Electrochemiluminescence resonance energy transfer between luminol and black phosphorus nanosheets for the detection of trypsin via the "off-on-off" switch mode.

In this work, the electrochemiluminescence (ECL) behavior of a luminol-H2O2 system was studied on a black phosphorus nanosheet (BPN) modified electrode. A quenching effect of BPNs on luminol ECL was achieved based on ECL resonance energy transfer (ECL-RET) with excited state luminol as the energy donor and BPNs as the energy acceptor. Protamine could bind on the surface of BPNs through electrostatic interactions, which can cut off the energy transfer route between luminol and BPNs to restore the ECL signal. The immobilized protamine could be hydrolyzed by trypsin, as a result, the BPN surface was exposed and RET occurred again, resulting in an instant decrease in the ECL intensity. The reduced ECL signals varied linearly with trypsin concentrations, and could be indirectly used in the sensitive detection of trypsin in the range of 100 ng mL(-1) to 5 mu g mL(-1). The detection limit of the biosensor was calculated at levels down to 6.33 x 10(-8) g mL(-1) (3 sigma). The proposed ECL sensor was successfully used in the detection of trypsin in serum samples. The results reveal a novel quenching effect of BP nanomaterials on ECL, which will further expand its application in ECL biosensing for proteins.

__EXERCISE INSTRUCTIONS__:
In the abstract on trypsin detection above, what binds to the surface of the black phosphorus nanosheets through electrostatic interactions?

__DATASET EXTRACT__:

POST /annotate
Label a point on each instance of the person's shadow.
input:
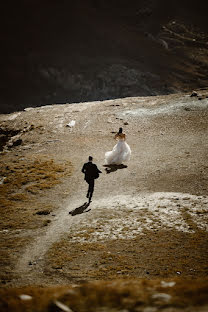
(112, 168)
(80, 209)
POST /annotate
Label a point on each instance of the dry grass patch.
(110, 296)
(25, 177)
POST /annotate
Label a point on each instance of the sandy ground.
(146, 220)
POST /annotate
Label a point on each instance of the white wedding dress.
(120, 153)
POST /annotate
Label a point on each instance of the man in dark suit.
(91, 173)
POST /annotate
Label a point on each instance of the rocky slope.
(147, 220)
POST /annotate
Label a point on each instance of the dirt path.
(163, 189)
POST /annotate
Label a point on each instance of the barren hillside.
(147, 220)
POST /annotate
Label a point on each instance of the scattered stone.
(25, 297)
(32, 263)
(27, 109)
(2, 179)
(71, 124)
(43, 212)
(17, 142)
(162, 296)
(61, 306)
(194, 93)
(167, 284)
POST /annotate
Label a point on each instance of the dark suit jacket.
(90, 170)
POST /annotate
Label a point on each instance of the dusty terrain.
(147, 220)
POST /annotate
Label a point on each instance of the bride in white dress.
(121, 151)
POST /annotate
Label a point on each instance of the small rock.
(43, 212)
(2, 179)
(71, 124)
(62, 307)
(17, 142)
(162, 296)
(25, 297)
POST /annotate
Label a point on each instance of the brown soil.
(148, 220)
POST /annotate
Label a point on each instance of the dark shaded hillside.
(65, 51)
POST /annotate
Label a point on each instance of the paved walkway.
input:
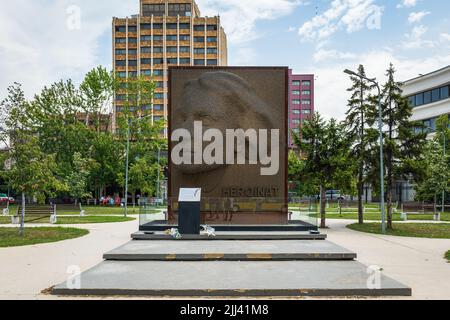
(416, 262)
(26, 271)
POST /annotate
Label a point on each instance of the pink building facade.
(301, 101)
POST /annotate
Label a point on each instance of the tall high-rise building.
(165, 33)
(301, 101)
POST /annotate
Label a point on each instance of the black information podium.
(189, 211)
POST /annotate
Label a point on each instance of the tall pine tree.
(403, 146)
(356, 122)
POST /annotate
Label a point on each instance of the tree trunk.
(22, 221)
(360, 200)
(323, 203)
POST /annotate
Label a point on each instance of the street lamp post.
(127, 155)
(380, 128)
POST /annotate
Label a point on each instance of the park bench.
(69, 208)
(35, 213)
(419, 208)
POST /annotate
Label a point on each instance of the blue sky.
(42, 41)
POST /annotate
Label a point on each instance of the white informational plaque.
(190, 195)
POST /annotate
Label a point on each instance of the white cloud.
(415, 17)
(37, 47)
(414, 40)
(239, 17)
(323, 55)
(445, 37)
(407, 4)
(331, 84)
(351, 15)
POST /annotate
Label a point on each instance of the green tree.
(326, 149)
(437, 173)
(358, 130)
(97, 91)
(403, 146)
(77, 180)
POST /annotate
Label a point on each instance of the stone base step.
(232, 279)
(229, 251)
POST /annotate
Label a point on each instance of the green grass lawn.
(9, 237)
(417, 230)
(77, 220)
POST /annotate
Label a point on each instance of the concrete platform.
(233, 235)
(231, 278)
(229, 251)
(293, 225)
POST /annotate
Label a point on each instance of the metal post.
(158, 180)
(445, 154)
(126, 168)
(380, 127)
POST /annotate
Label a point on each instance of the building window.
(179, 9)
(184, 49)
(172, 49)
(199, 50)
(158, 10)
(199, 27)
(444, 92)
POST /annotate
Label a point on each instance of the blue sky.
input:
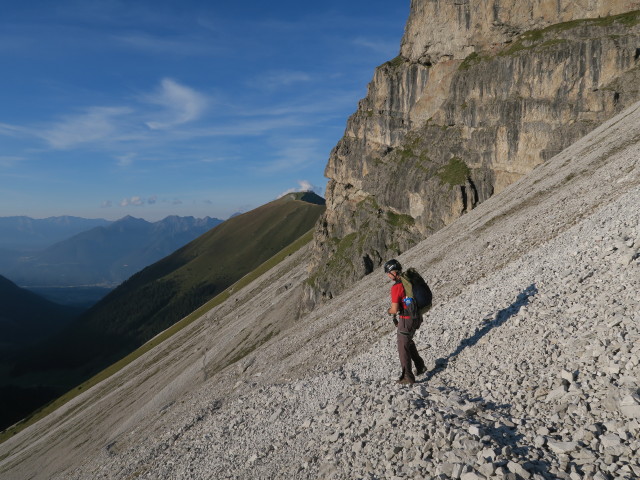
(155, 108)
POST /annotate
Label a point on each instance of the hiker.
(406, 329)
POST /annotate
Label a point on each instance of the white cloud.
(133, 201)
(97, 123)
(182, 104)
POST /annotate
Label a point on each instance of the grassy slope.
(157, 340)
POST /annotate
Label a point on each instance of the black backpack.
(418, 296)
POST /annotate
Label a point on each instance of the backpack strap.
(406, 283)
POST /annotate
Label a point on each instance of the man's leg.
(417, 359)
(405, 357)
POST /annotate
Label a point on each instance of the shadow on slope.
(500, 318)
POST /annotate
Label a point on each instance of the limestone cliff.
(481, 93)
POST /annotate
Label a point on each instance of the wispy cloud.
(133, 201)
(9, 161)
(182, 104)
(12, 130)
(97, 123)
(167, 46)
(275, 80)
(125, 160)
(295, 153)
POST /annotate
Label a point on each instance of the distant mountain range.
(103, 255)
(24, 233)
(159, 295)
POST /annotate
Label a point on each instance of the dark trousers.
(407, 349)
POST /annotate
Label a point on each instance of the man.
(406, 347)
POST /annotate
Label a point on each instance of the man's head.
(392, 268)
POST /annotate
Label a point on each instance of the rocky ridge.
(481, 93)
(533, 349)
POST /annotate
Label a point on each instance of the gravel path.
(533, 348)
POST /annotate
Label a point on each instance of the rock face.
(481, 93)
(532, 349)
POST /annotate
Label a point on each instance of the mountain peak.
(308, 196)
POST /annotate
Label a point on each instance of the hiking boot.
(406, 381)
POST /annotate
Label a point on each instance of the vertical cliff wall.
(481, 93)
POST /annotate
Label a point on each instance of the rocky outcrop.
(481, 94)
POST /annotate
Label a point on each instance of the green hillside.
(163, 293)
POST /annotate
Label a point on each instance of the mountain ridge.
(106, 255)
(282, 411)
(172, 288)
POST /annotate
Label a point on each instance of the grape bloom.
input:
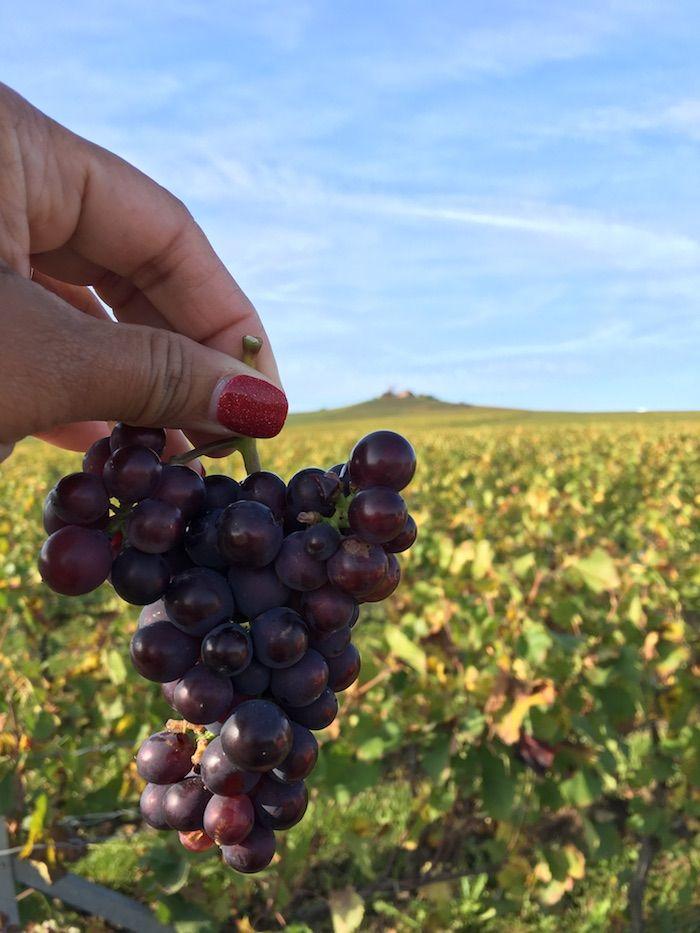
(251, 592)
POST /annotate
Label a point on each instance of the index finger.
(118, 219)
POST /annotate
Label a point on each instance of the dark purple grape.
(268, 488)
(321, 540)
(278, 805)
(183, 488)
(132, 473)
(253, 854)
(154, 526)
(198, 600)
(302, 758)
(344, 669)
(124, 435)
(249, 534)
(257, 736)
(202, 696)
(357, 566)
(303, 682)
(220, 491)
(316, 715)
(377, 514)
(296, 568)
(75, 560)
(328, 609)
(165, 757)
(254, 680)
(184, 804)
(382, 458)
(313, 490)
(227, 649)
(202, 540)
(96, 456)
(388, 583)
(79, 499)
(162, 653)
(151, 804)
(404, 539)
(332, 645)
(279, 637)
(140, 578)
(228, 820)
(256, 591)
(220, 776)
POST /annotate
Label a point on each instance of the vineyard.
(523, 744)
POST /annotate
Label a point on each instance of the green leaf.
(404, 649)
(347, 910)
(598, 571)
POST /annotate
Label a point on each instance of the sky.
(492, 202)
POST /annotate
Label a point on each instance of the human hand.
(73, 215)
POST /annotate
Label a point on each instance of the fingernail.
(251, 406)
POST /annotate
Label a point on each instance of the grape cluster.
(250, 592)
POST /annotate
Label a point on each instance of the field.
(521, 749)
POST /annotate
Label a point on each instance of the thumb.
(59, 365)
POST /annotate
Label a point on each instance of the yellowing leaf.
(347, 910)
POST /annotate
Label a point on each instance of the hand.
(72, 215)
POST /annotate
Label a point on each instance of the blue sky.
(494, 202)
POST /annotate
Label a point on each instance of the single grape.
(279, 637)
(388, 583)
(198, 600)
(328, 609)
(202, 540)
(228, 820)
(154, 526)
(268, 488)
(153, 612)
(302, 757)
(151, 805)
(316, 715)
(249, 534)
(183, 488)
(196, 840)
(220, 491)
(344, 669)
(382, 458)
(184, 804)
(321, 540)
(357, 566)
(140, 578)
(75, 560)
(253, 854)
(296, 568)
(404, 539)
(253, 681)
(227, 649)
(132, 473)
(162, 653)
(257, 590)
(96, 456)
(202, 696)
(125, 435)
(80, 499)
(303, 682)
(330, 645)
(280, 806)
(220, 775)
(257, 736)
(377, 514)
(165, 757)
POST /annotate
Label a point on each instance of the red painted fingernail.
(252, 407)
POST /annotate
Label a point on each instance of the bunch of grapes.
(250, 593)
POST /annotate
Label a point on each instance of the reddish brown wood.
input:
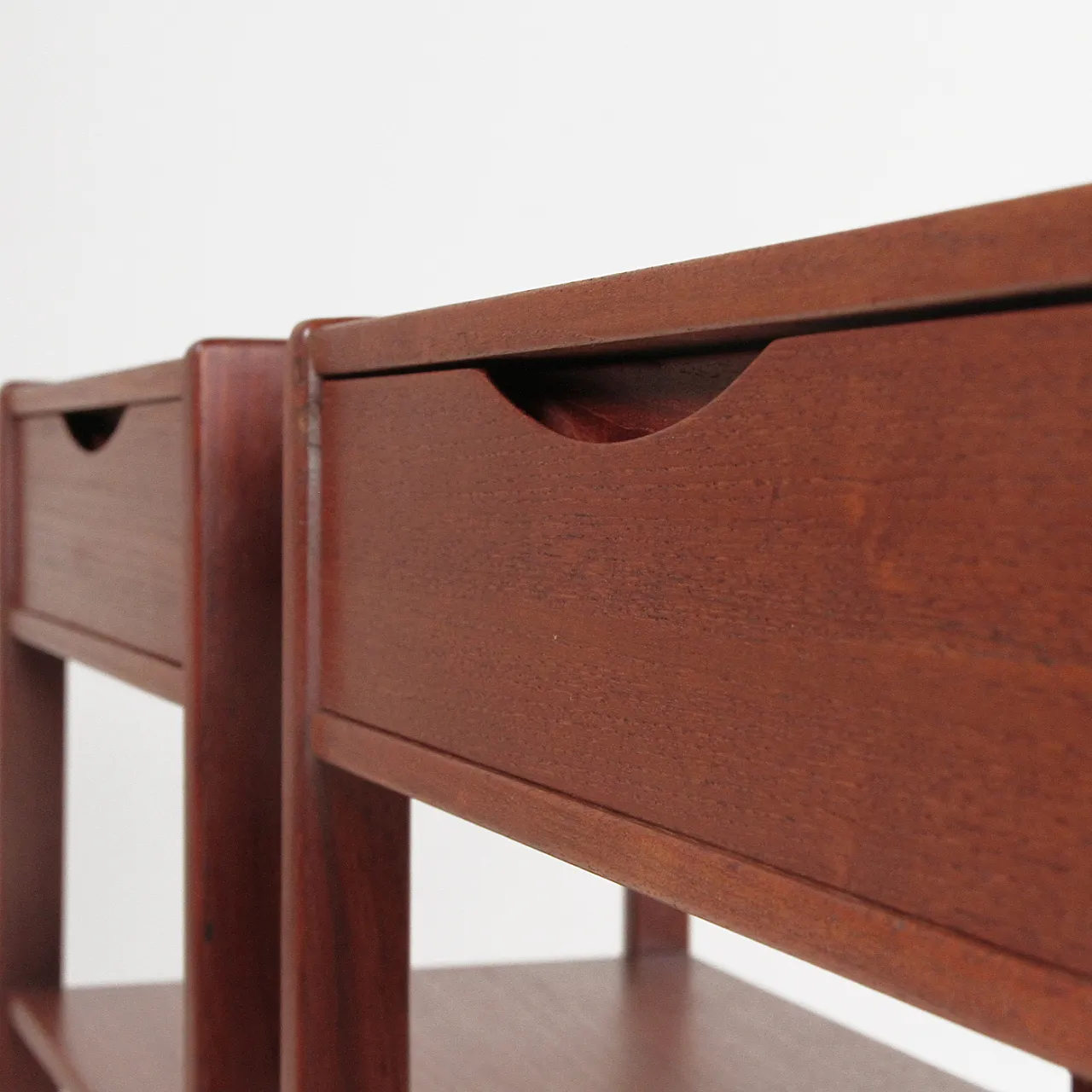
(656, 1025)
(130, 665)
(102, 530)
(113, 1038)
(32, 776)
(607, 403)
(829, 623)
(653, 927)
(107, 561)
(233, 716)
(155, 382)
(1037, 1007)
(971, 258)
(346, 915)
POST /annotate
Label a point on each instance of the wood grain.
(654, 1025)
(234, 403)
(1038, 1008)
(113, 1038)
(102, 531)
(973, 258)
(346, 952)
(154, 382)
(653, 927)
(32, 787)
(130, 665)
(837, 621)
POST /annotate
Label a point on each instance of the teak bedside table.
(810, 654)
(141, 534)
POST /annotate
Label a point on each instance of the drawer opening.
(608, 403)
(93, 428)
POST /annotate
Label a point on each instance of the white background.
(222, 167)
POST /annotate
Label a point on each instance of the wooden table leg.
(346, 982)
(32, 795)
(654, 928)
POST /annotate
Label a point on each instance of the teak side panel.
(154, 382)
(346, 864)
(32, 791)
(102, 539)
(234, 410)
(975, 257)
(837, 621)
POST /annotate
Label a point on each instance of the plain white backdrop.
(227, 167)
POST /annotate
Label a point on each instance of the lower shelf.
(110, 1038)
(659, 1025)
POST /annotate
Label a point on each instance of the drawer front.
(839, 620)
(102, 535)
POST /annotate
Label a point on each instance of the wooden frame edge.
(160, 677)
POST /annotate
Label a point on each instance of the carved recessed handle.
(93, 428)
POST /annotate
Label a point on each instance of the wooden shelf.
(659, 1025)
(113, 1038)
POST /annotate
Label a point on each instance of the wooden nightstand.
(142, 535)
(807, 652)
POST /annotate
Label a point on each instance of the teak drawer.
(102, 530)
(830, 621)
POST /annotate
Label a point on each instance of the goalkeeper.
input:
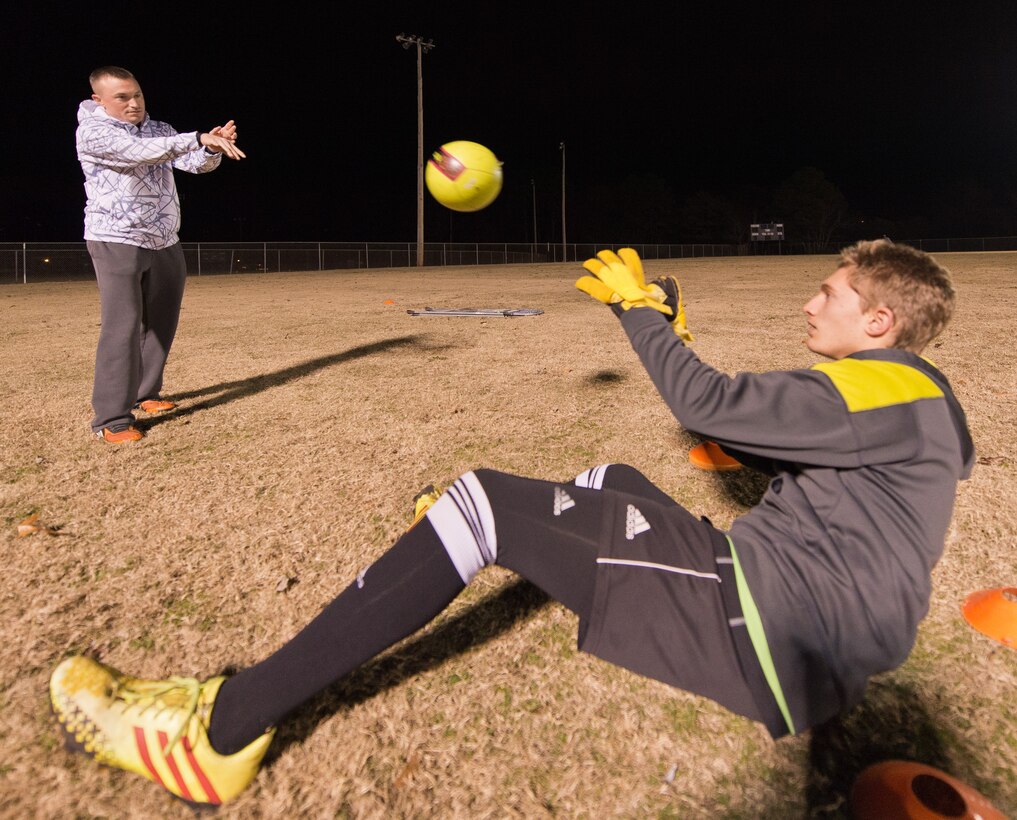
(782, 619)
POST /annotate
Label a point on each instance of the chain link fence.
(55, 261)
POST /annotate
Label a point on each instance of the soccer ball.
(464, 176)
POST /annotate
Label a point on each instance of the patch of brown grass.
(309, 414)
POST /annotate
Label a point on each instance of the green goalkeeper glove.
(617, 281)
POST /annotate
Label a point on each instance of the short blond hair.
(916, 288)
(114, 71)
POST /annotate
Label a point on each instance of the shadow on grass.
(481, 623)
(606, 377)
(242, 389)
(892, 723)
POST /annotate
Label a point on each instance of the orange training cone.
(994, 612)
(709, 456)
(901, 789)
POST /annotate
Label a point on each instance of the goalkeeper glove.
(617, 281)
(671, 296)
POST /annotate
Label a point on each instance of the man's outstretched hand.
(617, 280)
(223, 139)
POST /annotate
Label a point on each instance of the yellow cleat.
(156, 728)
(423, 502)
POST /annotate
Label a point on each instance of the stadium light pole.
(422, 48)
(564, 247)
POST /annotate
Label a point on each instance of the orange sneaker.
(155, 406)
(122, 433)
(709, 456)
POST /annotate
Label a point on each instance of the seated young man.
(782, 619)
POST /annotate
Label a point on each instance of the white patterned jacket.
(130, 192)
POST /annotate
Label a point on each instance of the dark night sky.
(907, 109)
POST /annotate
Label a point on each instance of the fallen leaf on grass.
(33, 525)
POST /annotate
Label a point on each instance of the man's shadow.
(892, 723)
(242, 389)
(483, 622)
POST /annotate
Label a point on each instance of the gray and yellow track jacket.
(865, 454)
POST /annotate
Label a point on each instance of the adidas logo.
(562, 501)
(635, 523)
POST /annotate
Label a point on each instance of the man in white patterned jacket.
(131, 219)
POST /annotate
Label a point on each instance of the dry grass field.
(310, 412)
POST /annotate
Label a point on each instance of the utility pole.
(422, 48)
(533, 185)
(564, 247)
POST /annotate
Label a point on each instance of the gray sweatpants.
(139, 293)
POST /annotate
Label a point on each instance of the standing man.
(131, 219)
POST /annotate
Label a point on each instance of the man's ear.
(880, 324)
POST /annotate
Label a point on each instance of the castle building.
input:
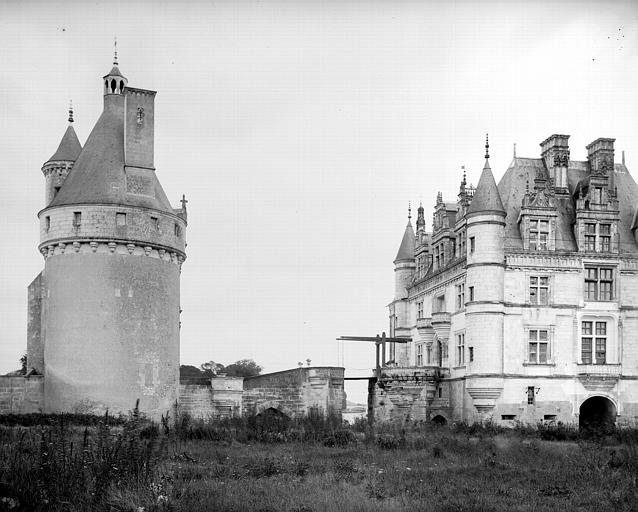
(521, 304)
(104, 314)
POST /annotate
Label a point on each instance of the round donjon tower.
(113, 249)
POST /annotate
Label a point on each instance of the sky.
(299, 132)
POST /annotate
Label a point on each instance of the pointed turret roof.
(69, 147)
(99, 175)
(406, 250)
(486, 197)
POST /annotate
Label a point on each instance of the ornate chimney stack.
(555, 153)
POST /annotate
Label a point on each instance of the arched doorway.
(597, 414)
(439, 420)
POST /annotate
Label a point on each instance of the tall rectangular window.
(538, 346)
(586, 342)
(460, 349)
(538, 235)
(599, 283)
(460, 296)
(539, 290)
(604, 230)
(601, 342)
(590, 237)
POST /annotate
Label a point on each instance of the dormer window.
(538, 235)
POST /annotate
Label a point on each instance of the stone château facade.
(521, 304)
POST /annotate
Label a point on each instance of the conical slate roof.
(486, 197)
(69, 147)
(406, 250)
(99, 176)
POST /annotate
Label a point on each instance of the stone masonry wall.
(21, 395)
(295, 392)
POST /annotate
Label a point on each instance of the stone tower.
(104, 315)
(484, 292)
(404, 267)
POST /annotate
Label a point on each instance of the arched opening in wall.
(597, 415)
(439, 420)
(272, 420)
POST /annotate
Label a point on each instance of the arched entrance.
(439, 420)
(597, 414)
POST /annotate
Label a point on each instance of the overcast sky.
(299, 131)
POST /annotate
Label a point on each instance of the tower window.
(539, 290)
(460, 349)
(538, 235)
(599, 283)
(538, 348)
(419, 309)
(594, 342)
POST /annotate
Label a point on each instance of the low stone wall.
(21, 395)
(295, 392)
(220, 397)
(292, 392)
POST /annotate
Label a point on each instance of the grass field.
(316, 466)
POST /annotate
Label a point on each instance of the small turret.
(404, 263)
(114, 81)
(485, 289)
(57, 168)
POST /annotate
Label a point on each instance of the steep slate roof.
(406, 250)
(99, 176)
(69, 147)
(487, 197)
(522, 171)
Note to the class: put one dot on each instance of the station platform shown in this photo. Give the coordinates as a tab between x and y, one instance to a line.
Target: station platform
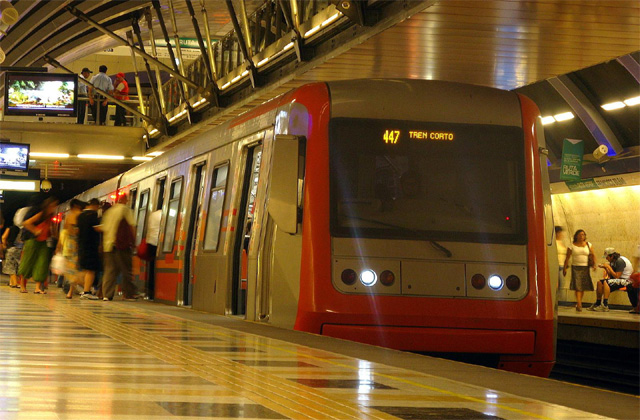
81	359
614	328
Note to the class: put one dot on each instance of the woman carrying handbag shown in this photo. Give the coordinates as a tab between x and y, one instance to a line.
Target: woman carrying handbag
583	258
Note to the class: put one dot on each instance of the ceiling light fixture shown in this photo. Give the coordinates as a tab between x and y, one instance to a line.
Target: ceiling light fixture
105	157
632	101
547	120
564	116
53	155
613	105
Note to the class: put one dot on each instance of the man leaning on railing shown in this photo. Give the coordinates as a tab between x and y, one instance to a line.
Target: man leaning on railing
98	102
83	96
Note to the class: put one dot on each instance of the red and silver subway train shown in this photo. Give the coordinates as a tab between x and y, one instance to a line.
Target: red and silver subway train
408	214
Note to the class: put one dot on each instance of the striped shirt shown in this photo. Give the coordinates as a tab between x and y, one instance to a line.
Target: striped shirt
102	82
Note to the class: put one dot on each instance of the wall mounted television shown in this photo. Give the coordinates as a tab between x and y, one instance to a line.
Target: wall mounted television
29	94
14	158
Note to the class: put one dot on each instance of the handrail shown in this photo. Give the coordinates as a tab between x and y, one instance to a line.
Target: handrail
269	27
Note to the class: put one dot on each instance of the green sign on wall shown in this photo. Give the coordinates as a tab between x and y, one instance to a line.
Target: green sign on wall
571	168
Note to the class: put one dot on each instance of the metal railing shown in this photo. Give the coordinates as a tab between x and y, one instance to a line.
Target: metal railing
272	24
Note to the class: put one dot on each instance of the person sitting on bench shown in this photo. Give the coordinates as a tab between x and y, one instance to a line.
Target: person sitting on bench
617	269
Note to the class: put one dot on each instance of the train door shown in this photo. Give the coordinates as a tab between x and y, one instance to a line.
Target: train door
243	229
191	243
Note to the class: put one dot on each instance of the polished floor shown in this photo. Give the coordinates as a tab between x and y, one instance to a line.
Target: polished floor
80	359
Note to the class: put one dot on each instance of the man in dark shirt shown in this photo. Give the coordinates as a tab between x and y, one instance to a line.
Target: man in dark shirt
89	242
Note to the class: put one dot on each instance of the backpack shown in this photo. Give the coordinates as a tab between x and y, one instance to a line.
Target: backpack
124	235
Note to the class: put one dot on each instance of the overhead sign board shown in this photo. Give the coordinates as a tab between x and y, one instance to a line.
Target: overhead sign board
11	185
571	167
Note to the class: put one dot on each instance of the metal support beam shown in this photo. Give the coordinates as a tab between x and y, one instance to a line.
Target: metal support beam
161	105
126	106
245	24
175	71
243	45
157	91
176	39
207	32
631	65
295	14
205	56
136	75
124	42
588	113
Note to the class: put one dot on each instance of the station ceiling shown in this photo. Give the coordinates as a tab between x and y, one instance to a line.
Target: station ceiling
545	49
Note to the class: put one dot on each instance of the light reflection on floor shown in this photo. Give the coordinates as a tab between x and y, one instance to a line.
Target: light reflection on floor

__SOLUTION FOR THIS EXERCISE__:
Protamine